[EXCERPTED TEXT]:
--- START ---

# Good hooded jackets?



## Guest (Jun 13, 2008)

*Sessions...*

I just got my second Sessions jacket/shell last year and couldn't love it anymore. I don't know the specific jacket but the 2 I have owned have been great. The hood on my first one definitely could not have covered my helmet but my new one can, It has an adjustable elastic band that makes it more secure. Hopefully this helped, it might be worth checking them out.


----------



## Guest (Jul 17, 2008)

I went with the Shawn White asym plaid green jacket and pants, comes in ill colors, is built nice and is priced right.


----------



## squishydonut (Nov 13, 2007)

cool, thanks all! :thumbsup:


----------



## alaric (Aug 28, 2007)

Most definately look into Sessions gear. It's awesome gear, holds amazingly and fits great. Best of all, they have really good prices.


----------



## italiaboi24 (Feb 6, 2008)

i know this isn't a snowboard comapny (french skiwear company), but Orage makes really HQ jackets. got mine on sale from any mountain and its got everything you look for in a snow jacket, wrist and waist gaiters, good ratings, and fully taped seams.

check it out.

I say you must have at least a waist gaiter for snowboarding... who wants pow or shaved ice up their shirts?


----------

--- END ---

[Rows from an object-pointing dataset]
--- START ---

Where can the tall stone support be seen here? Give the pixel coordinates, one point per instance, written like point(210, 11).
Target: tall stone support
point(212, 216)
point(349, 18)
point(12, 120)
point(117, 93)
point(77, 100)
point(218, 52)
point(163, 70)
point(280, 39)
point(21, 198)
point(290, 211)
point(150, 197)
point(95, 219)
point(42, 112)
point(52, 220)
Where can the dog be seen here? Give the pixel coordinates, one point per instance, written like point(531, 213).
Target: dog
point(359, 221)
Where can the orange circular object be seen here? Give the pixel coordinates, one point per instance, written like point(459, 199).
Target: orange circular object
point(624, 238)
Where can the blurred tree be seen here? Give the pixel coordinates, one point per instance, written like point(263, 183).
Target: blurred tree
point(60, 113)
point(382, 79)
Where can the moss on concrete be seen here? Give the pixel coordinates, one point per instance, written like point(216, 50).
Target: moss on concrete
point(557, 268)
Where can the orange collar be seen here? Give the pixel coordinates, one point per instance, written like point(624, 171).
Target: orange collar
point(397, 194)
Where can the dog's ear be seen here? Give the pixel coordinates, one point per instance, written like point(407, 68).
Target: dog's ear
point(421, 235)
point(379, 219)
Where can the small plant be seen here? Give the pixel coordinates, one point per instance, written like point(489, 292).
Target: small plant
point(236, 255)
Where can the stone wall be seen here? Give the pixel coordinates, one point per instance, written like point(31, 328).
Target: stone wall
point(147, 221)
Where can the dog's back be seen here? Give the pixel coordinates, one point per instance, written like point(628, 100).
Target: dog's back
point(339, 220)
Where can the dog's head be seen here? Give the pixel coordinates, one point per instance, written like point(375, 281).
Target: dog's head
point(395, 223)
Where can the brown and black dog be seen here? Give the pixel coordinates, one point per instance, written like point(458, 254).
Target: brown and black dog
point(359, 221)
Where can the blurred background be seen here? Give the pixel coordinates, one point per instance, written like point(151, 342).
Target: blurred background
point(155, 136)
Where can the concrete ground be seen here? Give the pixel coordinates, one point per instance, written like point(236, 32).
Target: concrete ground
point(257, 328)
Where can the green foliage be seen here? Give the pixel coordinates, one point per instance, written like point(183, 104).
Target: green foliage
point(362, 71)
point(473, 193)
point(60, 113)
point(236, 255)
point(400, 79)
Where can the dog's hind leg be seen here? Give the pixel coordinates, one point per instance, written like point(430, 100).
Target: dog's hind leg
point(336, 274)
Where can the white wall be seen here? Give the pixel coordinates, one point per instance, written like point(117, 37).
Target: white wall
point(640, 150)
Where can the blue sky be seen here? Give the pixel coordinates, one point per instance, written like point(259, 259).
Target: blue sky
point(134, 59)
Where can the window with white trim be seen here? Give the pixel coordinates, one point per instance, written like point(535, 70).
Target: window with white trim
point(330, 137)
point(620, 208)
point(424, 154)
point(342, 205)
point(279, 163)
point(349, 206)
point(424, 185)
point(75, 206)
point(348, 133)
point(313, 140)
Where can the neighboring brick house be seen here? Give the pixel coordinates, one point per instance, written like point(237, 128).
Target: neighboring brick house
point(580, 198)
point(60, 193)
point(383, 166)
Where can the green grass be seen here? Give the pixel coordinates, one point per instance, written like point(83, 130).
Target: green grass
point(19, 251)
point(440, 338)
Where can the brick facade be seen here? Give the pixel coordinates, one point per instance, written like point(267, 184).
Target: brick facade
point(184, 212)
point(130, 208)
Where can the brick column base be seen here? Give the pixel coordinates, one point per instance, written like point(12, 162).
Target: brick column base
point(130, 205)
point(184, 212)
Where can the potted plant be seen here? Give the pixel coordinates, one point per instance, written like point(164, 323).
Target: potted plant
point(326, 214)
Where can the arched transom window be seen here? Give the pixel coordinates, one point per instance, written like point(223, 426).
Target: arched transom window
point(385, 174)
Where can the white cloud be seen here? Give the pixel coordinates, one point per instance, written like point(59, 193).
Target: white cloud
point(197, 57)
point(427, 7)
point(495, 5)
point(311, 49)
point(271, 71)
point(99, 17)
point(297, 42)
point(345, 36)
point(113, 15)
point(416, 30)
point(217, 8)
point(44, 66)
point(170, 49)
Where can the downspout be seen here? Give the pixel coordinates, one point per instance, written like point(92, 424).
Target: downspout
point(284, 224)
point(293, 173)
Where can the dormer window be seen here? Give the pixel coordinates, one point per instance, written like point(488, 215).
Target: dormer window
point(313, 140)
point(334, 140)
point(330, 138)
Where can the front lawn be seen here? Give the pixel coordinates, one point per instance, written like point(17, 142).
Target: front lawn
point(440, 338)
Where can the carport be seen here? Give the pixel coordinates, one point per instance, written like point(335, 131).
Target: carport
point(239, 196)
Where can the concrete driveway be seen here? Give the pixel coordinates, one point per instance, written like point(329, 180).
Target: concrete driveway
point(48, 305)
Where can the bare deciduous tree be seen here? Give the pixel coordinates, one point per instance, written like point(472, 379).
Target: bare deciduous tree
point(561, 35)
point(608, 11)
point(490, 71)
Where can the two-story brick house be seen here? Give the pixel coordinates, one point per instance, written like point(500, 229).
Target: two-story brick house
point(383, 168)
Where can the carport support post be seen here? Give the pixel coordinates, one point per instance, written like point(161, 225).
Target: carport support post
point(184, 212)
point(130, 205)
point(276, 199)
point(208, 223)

--- END ---
--- START ---

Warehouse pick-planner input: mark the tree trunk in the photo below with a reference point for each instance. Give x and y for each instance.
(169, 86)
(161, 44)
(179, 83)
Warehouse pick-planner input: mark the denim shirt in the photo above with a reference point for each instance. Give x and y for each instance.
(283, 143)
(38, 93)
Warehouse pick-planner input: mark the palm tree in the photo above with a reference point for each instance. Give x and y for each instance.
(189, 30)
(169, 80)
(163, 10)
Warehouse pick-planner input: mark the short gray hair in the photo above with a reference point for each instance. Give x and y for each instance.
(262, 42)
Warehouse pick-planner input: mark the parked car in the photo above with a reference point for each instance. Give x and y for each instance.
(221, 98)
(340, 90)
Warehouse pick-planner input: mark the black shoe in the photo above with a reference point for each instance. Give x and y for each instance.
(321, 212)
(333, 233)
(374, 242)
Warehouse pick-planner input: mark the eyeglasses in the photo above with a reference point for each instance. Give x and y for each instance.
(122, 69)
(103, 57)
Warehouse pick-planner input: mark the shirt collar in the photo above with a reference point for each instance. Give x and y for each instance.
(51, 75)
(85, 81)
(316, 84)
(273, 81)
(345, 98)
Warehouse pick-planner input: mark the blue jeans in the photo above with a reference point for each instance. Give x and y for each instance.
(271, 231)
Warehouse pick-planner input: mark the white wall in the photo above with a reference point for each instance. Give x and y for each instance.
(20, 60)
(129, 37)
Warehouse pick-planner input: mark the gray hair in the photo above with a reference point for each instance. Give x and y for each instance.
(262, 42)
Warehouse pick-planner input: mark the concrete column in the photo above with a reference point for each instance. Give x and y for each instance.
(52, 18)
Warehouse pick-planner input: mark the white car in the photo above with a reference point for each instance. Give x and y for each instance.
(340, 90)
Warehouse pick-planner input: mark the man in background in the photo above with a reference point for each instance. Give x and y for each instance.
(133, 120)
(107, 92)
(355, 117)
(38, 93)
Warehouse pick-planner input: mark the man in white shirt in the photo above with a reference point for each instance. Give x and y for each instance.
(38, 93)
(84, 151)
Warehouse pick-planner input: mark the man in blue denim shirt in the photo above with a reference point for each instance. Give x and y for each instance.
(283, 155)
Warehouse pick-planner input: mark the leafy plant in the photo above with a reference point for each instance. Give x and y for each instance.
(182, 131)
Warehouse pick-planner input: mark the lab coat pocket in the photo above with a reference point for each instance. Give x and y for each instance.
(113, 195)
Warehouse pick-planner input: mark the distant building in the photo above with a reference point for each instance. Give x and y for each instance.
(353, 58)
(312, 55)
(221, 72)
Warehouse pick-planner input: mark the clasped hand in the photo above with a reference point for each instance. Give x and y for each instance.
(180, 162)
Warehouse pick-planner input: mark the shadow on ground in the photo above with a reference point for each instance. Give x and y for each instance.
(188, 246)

--- END ---

[TO BE DONE]:
**A.** Answer these questions about the hooded-jacket thread:
(i) On the newer Sessions jacket, what feature of the hood makes it more secure?
(ii) From where was the Orage jacket bought, and was it bought on sale?
(iii) Which jacket did the poster from Jul 17, 2008 go with?
**B.** Reproduce the part of the hooded-jacket thread that opens with the words containing "I just got my" and closes with "(Jul 17, 2008)".

[RESULTS BY TASK]:
**A.**
(i) An adjustable elastic band.
(ii) From any mountain, on sale.
(iii) The Shawn White asym plaid green jacket.

**B.**
I just got my second Sessions jacket/shell last year and couldn't love it anymore. I don't know the specific jacket but the 2 I have owned have been great. The hood on my first one definitely could not have covered my helmet but my new one can, It has an adjustable elastic band that makes it more secure. Hopefully this helped, it might be worth checking them out.


----------



## Guest (Jul 17, 2008)